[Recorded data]
•••

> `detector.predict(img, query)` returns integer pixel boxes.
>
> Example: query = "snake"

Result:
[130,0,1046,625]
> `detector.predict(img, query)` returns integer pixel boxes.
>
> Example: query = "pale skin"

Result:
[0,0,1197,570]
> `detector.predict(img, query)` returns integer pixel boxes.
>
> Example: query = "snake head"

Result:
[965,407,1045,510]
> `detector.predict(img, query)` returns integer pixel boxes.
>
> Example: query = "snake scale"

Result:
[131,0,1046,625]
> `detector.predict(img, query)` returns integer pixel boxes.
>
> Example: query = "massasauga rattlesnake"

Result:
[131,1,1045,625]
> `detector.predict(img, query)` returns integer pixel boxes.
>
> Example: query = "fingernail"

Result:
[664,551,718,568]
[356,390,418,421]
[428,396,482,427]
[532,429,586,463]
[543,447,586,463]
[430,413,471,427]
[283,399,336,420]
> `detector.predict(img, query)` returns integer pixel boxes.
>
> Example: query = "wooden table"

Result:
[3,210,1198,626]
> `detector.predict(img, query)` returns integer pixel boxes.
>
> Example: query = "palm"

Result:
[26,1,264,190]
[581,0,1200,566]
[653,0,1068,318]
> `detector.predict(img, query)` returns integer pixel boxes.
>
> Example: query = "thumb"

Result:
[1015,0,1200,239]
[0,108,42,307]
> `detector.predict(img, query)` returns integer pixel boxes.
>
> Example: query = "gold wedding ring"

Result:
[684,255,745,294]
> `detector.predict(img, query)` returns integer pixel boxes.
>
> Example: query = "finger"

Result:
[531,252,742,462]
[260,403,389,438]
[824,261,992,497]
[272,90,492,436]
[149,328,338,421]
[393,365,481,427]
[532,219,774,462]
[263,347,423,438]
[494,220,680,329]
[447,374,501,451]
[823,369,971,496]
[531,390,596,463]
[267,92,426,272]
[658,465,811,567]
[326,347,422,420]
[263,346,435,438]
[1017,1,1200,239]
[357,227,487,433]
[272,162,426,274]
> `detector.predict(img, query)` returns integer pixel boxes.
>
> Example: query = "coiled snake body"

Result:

•••

Nothing may change. Retype all of the entries.

Result:
> `detector.predict(img, query)` returns integer pixel boxes.
>
> Example: query = "snake"

Result:
[130,0,1046,625]
> `detector.predict(img, query)` returns integer pixel boxes.
>
> Example: query = "pale skin"

Result:
[0,0,1197,570]
> `detector.predict(img, query)` returns integer pixel boxes.
>
> Example: query = "snake head"

Result:
[965,407,1045,510]
> `detector.predict(img, query)` returns integer pixel boxes.
>
> Example: query = "snake scale"

Result:
[131,0,1046,625]
> `detector.predict(img, query)` returns integer pixel boxes.
>
> Example: query = "massasauga rattlesnake"

Result:
[131,1,1045,625]
> `detector.predict(img, query)` returns integer pixel boxes.
>
> Example: query = "fingernail"

Result:
[664,551,718,568]
[356,390,418,421]
[428,396,482,427]
[532,429,586,463]
[543,447,586,463]
[430,413,471,427]
[283,399,336,420]
> `detector.predict(img, query)` returns integer pixel boxes.
>
> Example: query = "wooden table"

Result:
[3,210,1198,626]
> `detector.predict(img, query)` returns integer pixel boxes.
>
> Example: query = "palm"

Result:
[26,1,264,190]
[581,0,1200,566]
[653,0,1068,318]
> `detector.predict(img, query)` returns integer pixel boxes.
>
> Example: query = "thumb"

Result:
[1015,0,1200,239]
[0,108,42,307]
> `detector.predict(img, query)` returns integer pixel boxes.
>
> Example: query = "gold wedding ring"

Result:
[684,255,745,294]
> `detector.predict(img, query)` returns integer pixel boxes.
>
> Example: query = "finger"

Result:
[531,252,742,462]
[260,403,389,438]
[824,261,992,497]
[272,90,492,436]
[149,328,338,421]
[393,365,481,427]
[532,219,774,462]
[263,347,423,438]
[494,220,680,329]
[447,374,501,451]
[823,369,971,496]
[531,390,596,463]
[267,92,426,272]
[658,465,811,567]
[326,347,422,420]
[263,346,435,438]
[1017,1,1200,239]
[357,227,487,433]
[272,162,426,274]
> `detector.predict(img, query)` returns integer pixel boxes.
>
> Example: query = "coiled snake body"

Result:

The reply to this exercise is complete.